> EXERCISE DIRECTIONS: Nothing but the lines from the line with "Locate every instance of the distant hillside" through the end of the data is to be copied, and each is to be copied exactly.

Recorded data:
--

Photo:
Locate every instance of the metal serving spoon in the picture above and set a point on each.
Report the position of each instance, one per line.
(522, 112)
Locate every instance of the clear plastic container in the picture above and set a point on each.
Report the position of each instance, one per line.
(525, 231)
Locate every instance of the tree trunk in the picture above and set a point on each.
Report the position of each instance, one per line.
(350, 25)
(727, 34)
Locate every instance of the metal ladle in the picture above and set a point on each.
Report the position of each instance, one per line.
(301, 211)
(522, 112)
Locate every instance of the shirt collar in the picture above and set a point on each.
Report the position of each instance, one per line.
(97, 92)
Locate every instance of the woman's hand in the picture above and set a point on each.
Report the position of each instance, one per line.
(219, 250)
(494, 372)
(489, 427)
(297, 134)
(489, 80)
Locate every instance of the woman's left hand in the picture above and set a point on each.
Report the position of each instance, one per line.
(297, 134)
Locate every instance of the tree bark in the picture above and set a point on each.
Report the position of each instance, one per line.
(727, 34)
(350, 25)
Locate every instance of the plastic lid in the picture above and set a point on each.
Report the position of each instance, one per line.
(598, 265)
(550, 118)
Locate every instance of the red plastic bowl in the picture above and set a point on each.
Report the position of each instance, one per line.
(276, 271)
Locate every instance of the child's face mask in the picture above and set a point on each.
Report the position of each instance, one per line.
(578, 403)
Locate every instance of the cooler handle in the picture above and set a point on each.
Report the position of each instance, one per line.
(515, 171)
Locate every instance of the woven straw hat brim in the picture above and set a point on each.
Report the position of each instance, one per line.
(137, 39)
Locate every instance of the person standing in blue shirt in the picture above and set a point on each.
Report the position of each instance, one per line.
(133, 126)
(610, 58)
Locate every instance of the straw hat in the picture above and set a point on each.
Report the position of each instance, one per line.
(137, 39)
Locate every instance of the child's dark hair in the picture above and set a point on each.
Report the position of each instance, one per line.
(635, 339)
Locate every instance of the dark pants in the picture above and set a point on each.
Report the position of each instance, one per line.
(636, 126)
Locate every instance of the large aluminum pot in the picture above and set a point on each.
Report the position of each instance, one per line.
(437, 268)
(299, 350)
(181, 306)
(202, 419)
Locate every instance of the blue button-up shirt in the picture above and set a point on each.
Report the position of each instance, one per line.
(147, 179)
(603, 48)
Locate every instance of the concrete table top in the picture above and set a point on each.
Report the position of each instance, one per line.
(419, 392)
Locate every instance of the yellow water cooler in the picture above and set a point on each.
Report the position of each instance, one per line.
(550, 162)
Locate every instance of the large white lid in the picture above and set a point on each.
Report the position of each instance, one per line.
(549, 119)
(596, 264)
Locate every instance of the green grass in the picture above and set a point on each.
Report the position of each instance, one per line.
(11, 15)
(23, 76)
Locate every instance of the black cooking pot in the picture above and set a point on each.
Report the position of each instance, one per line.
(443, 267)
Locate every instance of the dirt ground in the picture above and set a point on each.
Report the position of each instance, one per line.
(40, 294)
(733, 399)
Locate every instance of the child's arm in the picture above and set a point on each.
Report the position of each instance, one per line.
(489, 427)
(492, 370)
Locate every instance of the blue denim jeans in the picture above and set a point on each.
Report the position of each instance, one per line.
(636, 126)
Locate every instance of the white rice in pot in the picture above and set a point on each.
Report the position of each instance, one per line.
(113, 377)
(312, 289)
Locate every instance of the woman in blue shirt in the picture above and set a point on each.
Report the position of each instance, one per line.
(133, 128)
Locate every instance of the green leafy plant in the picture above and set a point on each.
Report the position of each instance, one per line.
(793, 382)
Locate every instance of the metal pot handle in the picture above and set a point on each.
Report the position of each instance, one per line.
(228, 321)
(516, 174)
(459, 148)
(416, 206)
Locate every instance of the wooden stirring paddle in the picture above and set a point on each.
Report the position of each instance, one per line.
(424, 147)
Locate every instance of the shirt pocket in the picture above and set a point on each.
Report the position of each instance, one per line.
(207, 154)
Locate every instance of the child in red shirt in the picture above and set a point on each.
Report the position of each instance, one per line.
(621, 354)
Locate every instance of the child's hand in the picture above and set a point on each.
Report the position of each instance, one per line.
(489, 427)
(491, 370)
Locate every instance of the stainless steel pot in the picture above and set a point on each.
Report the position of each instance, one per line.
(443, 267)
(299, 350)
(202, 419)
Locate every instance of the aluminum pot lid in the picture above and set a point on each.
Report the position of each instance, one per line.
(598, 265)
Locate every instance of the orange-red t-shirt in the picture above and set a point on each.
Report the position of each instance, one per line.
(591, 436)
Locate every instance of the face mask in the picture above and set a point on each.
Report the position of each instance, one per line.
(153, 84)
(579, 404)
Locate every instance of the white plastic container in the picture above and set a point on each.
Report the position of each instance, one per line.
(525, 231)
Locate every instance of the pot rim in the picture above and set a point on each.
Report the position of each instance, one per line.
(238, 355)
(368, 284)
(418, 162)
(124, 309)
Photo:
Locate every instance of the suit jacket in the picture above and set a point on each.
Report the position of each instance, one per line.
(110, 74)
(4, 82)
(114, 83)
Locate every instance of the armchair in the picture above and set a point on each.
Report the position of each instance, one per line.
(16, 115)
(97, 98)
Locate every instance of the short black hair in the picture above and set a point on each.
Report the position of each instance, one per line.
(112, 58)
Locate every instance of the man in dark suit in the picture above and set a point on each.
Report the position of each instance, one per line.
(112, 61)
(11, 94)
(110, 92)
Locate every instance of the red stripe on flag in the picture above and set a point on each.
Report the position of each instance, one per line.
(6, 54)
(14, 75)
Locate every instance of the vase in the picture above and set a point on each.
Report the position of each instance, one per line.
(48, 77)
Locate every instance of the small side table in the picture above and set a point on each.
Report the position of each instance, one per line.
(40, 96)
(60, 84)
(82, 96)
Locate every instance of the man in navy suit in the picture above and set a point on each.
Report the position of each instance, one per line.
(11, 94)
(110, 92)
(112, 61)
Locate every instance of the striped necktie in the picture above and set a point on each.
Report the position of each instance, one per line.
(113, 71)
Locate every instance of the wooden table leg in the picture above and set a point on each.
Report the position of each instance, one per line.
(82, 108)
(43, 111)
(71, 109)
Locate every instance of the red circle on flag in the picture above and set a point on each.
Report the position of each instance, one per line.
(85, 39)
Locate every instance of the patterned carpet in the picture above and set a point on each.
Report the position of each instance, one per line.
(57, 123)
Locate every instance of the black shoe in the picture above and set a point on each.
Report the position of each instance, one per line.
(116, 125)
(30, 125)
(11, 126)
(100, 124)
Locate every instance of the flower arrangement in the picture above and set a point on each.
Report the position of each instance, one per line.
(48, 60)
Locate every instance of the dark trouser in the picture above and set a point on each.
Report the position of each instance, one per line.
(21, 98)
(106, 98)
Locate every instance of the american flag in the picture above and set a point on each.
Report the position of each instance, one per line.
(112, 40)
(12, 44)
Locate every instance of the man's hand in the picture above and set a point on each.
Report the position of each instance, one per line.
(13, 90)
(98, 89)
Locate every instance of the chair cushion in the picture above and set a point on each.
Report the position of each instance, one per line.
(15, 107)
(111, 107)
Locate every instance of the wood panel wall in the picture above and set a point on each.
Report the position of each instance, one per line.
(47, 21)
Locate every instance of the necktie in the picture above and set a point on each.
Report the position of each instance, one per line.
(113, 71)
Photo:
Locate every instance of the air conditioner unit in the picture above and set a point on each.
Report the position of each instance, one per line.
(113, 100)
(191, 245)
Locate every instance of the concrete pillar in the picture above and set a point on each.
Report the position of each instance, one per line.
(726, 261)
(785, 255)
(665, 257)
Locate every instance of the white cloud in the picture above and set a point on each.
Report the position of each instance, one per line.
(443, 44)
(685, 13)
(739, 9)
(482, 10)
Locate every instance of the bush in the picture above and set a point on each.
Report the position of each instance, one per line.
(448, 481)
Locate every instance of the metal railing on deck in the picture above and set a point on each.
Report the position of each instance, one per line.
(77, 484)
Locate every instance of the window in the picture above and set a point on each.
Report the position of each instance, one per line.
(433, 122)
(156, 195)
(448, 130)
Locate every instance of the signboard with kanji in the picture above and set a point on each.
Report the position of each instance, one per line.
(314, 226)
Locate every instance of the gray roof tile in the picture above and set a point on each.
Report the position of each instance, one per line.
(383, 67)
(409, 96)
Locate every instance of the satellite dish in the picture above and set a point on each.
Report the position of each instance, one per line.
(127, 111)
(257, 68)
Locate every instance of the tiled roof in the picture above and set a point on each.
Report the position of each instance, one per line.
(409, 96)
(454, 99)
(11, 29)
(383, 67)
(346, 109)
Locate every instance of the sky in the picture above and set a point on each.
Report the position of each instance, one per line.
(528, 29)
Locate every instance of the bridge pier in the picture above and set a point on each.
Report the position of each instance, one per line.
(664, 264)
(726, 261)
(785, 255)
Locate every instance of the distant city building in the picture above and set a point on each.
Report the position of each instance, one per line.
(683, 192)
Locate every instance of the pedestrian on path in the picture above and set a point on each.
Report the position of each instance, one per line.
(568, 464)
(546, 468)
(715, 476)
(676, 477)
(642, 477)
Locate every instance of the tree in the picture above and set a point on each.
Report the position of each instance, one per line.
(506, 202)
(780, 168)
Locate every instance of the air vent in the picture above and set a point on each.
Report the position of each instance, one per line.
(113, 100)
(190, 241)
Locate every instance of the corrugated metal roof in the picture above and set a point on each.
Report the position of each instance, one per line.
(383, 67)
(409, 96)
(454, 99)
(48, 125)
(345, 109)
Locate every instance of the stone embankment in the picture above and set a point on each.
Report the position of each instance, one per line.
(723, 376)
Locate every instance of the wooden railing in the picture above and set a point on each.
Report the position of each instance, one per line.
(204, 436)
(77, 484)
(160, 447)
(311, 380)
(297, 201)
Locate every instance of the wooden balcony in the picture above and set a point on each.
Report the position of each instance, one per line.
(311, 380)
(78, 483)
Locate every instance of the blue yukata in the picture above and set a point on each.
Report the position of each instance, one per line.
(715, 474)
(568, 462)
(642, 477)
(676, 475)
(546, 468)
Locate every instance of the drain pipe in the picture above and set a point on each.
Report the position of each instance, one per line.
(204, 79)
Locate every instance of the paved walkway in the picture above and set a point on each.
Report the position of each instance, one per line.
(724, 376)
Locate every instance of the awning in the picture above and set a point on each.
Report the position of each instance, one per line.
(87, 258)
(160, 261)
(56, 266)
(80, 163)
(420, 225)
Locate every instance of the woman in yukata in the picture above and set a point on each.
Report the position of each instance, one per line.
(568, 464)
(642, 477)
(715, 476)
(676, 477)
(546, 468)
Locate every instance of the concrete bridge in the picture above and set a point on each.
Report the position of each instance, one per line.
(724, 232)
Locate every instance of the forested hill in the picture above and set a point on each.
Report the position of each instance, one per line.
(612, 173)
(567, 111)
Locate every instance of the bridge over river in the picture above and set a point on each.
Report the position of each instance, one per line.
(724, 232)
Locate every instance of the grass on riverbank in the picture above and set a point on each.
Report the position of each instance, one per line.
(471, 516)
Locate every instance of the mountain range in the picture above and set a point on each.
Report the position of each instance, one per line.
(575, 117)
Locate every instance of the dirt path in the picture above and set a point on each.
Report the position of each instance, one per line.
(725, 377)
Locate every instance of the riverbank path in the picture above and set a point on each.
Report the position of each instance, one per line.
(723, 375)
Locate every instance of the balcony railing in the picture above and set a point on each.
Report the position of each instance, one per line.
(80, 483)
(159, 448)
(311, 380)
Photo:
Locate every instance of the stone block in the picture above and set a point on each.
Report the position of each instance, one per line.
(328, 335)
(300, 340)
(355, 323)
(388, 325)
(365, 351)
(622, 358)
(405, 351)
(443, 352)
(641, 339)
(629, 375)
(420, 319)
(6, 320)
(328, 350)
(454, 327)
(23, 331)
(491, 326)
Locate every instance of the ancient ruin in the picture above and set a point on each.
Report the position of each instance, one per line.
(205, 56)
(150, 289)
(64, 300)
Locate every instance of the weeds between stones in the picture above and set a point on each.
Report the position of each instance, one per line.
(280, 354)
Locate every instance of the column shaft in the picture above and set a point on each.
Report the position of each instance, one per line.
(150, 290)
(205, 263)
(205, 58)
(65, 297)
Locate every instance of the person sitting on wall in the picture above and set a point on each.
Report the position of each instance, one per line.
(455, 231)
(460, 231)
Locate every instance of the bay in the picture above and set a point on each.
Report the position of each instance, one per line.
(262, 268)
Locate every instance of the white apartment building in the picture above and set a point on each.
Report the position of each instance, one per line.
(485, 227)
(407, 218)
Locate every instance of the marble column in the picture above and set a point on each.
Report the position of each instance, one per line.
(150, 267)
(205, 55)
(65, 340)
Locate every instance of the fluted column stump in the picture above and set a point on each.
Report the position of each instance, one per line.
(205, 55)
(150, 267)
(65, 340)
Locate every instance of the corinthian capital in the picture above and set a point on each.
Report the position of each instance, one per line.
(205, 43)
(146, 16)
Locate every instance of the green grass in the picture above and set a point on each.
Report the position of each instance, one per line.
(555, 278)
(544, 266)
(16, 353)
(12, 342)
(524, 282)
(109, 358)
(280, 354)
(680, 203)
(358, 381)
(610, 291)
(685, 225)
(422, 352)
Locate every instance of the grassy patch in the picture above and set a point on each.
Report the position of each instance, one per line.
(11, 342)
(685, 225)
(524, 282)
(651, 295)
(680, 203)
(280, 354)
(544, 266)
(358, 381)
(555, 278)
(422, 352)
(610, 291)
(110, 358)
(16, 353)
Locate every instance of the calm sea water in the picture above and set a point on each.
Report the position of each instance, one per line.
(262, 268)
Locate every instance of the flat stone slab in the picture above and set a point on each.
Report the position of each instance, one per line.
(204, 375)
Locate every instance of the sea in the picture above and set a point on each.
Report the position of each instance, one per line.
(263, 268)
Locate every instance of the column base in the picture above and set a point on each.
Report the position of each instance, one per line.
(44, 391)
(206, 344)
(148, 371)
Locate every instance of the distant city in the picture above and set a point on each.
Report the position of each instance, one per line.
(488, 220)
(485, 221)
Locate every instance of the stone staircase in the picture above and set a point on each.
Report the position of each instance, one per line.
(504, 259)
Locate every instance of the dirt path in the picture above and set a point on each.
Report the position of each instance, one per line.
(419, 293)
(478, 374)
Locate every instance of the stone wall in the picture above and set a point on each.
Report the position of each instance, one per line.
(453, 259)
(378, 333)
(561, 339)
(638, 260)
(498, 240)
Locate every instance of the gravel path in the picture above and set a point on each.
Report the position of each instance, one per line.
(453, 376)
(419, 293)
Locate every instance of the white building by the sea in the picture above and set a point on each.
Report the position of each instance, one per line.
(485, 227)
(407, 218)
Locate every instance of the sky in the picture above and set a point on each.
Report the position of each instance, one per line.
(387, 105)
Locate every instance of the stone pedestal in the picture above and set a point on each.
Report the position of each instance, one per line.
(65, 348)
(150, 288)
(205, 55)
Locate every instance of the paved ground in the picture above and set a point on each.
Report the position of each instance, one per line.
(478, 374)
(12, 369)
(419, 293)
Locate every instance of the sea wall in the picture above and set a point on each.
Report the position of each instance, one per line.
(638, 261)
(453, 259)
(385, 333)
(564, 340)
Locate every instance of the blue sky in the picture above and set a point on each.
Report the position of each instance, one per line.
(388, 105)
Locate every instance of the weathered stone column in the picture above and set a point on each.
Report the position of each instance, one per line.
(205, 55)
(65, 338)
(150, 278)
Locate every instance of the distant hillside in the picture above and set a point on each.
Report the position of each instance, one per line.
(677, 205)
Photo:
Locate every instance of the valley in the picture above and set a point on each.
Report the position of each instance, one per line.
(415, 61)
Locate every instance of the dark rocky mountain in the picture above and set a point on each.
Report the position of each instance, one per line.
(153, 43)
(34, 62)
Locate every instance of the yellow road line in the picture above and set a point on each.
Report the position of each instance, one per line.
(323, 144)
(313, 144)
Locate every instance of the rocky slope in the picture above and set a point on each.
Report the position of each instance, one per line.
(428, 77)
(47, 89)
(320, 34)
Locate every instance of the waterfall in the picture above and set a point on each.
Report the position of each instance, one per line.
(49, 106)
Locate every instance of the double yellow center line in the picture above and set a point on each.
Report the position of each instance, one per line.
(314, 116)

--

> EXPECTED ANSWER:
Locate every instance of the distant hillside in the picture above and set a point on each.
Report the position of each instance, one per line.
(677, 205)
Photo:
Locate every instance of the valley in the picture above and set a point on each.
Report the position of each instance, one per line.
(415, 61)
Locate every instance of the dark rocky mountain in the picture above and set a point on each.
Report the position of each instance, one per line.
(153, 43)
(34, 62)
Locate every instance of the yellow road line in the picture above and set a point on each.
Report the position of each instance, one per line.
(323, 144)
(313, 144)
Locate every instance of the rocky slope in the picture above and set a point on each.
Report the position of each instance, one per line.
(428, 77)
(47, 89)
(320, 34)
Locate every instance of the waterfall in the picture above and set a point on each.
Report the position of each instance, one per line.
(49, 106)
Locate every instance of the double yellow center line in the picture above and set a point on each.
Report the position of each instance, one per line.
(314, 116)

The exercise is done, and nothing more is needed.